> What the task asks: For each line of the listing that includes the word "below", show the whole line.

⟨

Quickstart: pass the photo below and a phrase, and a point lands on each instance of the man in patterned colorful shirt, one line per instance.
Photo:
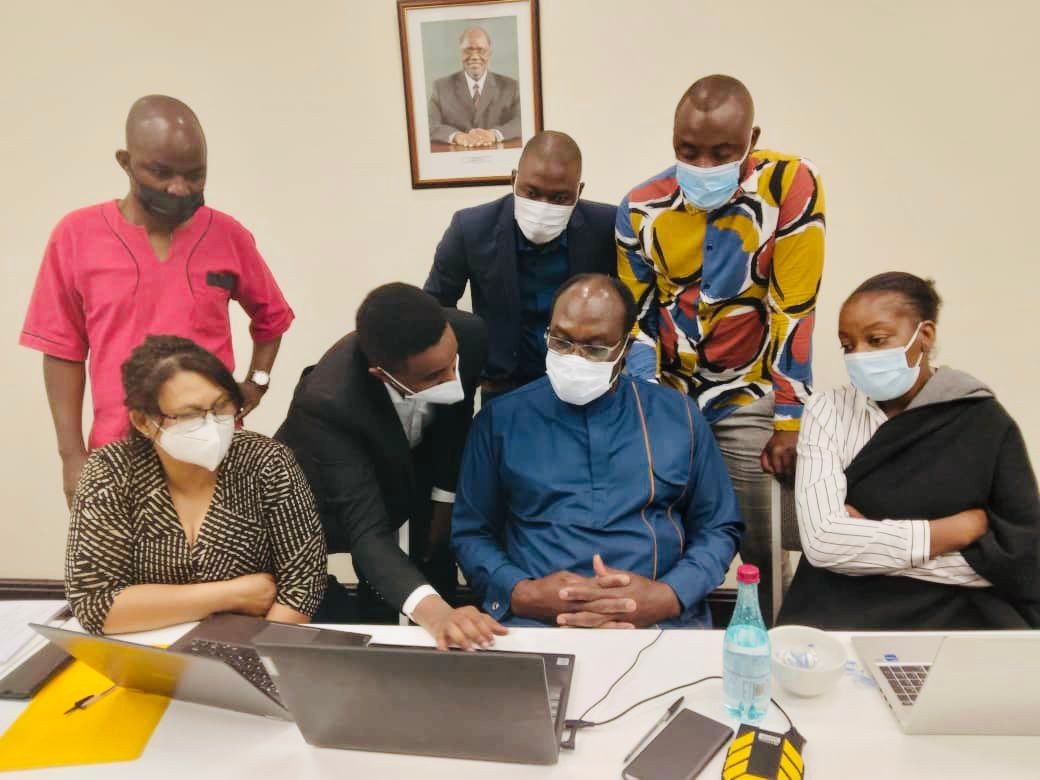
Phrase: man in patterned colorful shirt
(724, 252)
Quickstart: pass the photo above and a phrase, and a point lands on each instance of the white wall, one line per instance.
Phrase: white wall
(919, 114)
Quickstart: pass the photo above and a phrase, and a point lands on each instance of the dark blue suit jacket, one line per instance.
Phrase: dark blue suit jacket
(479, 248)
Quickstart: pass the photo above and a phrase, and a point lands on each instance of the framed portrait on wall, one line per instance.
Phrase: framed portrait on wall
(472, 87)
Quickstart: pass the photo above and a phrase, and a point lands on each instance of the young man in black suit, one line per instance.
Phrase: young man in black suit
(379, 427)
(516, 252)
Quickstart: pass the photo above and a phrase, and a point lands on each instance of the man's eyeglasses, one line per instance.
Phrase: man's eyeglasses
(195, 420)
(595, 353)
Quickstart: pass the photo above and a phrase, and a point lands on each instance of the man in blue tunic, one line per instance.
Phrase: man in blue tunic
(590, 498)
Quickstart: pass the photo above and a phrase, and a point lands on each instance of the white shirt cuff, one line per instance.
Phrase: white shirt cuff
(442, 496)
(413, 601)
(920, 543)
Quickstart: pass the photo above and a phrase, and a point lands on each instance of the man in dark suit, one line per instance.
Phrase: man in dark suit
(474, 107)
(379, 427)
(516, 252)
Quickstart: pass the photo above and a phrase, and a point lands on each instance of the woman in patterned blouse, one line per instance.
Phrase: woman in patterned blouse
(189, 517)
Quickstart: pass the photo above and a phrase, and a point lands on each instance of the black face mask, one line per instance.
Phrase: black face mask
(170, 208)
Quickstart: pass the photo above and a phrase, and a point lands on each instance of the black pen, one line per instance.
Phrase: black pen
(653, 729)
(88, 700)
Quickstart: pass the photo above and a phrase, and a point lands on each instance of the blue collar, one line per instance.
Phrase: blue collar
(527, 248)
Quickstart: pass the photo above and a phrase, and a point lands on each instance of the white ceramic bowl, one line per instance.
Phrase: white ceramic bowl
(830, 659)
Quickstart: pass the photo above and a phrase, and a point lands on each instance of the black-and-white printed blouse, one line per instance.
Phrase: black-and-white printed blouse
(125, 529)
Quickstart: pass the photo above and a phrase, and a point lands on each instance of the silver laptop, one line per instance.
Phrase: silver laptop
(215, 664)
(488, 705)
(959, 683)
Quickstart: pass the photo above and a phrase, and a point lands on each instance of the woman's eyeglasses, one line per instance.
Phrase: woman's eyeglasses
(195, 420)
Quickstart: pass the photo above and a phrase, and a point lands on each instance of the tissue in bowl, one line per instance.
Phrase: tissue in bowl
(806, 661)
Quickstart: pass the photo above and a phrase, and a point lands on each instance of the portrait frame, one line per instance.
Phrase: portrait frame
(442, 118)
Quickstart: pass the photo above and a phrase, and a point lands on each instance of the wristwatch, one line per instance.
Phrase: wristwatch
(260, 379)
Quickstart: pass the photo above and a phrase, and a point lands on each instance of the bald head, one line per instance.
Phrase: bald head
(164, 157)
(474, 44)
(158, 119)
(710, 92)
(552, 147)
(549, 170)
(593, 309)
(715, 122)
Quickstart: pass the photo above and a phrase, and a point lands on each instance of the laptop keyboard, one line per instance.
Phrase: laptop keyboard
(242, 659)
(906, 679)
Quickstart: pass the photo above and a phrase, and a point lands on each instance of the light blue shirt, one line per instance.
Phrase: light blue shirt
(546, 485)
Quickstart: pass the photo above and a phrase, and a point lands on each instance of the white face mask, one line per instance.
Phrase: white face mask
(204, 446)
(446, 392)
(578, 380)
(540, 222)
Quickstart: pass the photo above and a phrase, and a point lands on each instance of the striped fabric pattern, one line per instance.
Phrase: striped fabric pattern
(835, 426)
(727, 296)
(126, 531)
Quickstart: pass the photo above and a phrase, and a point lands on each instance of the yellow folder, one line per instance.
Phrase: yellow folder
(113, 728)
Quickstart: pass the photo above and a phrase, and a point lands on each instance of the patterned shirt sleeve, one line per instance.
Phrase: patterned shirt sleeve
(98, 556)
(639, 277)
(798, 266)
(296, 539)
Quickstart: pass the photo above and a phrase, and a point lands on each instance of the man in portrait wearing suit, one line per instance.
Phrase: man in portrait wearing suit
(474, 107)
(379, 427)
(516, 252)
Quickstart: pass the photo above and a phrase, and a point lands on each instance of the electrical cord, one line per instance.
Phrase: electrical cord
(581, 723)
(624, 674)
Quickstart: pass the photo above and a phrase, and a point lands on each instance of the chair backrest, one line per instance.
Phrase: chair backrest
(788, 521)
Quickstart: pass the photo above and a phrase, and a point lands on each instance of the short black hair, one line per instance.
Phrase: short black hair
(918, 293)
(631, 311)
(396, 321)
(157, 359)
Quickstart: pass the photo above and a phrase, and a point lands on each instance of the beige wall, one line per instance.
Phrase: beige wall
(917, 113)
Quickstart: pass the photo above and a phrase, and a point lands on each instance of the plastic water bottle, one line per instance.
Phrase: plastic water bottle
(747, 670)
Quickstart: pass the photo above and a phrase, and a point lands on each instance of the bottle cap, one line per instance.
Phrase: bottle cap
(747, 573)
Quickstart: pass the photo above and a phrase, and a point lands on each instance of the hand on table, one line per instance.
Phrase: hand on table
(475, 137)
(540, 598)
(465, 626)
(253, 594)
(617, 599)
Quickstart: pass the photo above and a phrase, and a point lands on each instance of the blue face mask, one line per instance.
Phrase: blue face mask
(708, 188)
(884, 374)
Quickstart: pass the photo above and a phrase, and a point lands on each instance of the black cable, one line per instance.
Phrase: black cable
(581, 723)
(614, 684)
(588, 724)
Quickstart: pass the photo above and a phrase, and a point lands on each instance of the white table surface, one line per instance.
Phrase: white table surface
(851, 732)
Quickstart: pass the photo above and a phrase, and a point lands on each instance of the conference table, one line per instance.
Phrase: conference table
(850, 731)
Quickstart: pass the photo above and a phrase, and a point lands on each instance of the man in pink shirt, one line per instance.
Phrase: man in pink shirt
(156, 262)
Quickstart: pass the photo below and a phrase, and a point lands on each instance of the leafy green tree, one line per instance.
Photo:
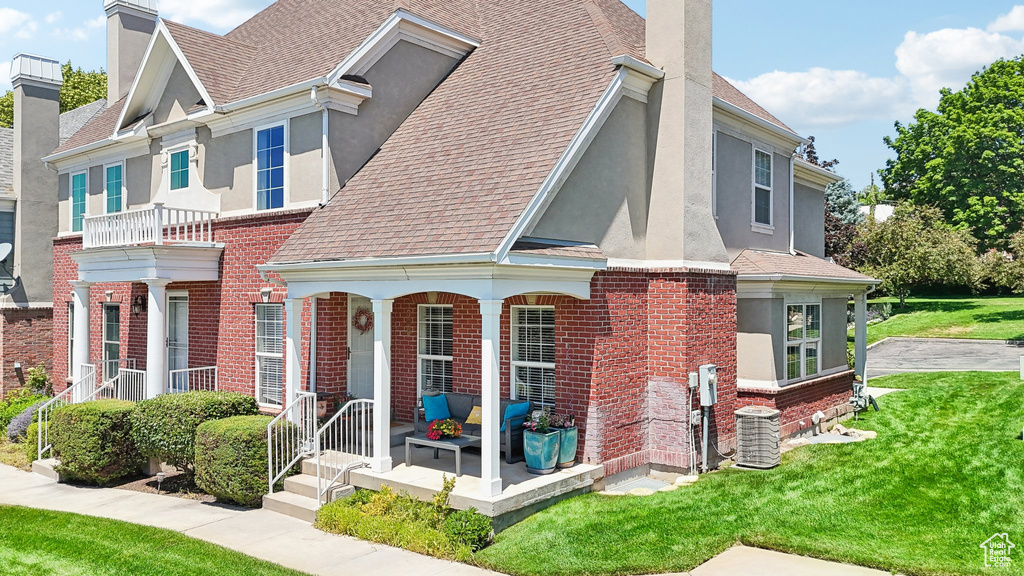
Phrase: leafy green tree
(916, 248)
(79, 88)
(968, 157)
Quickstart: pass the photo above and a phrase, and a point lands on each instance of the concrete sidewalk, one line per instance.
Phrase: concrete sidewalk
(295, 544)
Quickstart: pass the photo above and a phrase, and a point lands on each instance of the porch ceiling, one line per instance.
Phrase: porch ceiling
(133, 263)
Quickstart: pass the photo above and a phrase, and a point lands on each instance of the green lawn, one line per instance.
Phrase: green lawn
(943, 476)
(40, 542)
(984, 318)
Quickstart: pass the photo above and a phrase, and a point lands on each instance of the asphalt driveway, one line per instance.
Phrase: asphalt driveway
(894, 356)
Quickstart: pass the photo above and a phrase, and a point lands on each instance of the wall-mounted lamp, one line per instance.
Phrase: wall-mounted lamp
(137, 305)
(264, 294)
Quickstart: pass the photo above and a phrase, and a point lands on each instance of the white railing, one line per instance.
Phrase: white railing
(290, 437)
(158, 225)
(192, 379)
(342, 444)
(84, 386)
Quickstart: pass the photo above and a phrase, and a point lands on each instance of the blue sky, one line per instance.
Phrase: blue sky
(843, 70)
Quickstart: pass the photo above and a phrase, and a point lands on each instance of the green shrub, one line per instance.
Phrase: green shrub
(93, 442)
(31, 445)
(164, 427)
(230, 458)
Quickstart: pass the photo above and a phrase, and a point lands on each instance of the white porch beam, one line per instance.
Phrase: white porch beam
(293, 350)
(381, 461)
(156, 337)
(80, 333)
(860, 335)
(491, 339)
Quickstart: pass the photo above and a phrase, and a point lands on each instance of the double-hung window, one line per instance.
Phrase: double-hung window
(803, 346)
(762, 189)
(113, 184)
(179, 169)
(270, 167)
(434, 347)
(269, 354)
(534, 355)
(79, 191)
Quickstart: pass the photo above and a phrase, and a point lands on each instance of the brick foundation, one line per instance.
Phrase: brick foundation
(799, 402)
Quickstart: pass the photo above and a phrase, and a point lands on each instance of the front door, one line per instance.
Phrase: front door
(360, 347)
(177, 341)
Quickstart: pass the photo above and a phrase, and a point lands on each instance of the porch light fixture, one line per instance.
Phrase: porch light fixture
(137, 305)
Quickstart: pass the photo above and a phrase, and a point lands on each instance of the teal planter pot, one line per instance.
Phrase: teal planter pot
(567, 439)
(541, 451)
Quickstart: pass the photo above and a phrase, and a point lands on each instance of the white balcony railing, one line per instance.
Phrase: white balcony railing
(159, 224)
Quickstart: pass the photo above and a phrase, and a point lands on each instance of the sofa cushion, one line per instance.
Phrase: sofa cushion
(435, 408)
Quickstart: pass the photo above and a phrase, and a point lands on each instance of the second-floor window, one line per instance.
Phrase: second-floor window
(270, 168)
(762, 189)
(78, 193)
(113, 184)
(179, 170)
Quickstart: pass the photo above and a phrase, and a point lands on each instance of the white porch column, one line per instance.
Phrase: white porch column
(381, 461)
(491, 341)
(80, 333)
(860, 335)
(156, 337)
(293, 350)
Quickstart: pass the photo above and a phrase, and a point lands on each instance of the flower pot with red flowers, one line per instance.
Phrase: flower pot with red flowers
(540, 444)
(443, 428)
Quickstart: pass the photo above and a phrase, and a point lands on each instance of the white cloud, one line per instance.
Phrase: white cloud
(927, 63)
(1010, 22)
(16, 24)
(222, 14)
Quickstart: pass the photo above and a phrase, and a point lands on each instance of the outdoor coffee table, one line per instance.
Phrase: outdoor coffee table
(454, 444)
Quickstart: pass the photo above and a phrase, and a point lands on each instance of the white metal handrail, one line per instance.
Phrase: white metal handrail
(290, 437)
(158, 224)
(342, 444)
(192, 379)
(84, 386)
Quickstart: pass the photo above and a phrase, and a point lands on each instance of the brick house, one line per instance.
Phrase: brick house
(562, 204)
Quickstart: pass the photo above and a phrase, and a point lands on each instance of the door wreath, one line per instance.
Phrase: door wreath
(363, 320)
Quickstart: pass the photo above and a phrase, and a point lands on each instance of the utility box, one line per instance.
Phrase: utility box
(709, 384)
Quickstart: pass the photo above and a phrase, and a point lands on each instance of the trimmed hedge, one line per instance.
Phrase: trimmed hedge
(93, 442)
(230, 458)
(164, 427)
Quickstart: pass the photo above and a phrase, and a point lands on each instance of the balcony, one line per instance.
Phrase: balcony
(158, 225)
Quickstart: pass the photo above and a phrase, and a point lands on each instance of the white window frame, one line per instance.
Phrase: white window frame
(755, 224)
(258, 355)
(71, 198)
(286, 202)
(124, 189)
(421, 357)
(513, 363)
(802, 301)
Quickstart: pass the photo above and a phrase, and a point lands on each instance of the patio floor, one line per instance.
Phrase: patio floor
(522, 492)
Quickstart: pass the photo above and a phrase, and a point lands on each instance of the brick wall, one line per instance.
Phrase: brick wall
(26, 339)
(798, 402)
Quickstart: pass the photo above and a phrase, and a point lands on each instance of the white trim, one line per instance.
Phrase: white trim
(124, 190)
(286, 200)
(769, 227)
(421, 357)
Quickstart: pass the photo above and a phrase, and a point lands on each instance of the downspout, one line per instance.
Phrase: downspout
(793, 225)
(325, 174)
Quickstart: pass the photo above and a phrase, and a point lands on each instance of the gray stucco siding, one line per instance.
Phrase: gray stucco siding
(604, 199)
(809, 215)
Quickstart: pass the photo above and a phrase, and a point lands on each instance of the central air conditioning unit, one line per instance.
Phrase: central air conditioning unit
(758, 442)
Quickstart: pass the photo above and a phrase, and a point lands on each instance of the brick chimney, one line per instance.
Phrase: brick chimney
(129, 27)
(681, 225)
(37, 132)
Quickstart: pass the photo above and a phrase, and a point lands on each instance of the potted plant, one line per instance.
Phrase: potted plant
(443, 428)
(540, 444)
(568, 437)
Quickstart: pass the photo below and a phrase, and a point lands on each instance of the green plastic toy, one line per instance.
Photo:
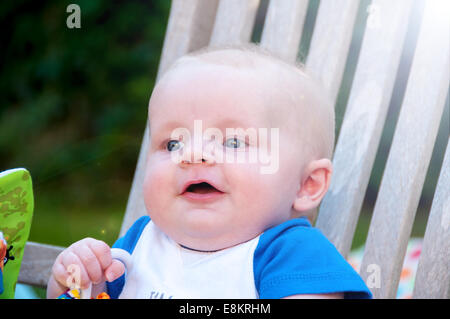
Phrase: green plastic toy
(16, 212)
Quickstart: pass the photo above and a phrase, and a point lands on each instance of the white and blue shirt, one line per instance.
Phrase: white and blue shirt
(288, 259)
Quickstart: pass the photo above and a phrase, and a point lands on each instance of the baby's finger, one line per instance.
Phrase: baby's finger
(115, 270)
(60, 273)
(90, 262)
(102, 252)
(76, 274)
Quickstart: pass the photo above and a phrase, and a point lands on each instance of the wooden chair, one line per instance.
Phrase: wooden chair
(197, 23)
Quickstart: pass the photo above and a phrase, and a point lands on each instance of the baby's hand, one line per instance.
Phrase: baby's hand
(84, 262)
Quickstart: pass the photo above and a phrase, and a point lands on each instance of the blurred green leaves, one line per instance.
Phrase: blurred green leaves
(74, 101)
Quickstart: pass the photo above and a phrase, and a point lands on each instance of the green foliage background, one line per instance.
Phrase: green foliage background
(74, 107)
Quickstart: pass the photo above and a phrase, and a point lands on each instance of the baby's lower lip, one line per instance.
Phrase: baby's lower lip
(205, 197)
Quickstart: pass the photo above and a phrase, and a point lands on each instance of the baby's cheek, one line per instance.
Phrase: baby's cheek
(156, 184)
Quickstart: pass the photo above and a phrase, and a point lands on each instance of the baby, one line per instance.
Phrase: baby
(221, 222)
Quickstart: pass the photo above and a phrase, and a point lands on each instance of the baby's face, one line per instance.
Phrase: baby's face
(243, 202)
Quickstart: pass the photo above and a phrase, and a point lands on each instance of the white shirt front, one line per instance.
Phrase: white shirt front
(162, 269)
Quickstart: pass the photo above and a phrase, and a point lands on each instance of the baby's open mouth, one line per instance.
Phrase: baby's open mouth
(202, 188)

⟩

> Solution to this problem:
Quickstart: pass the photo below and a phrase, and a point lands on each instance of the man in patterned colorful shirt, one line per instance.
Quickstart: pass the photo below and a phrase, and a point lands on each instance of the leafy green tree, one line per instance.
Quickstart: pass the photo below and a phrase, and a point lands on each instance of the green plastic toy, one line per instance.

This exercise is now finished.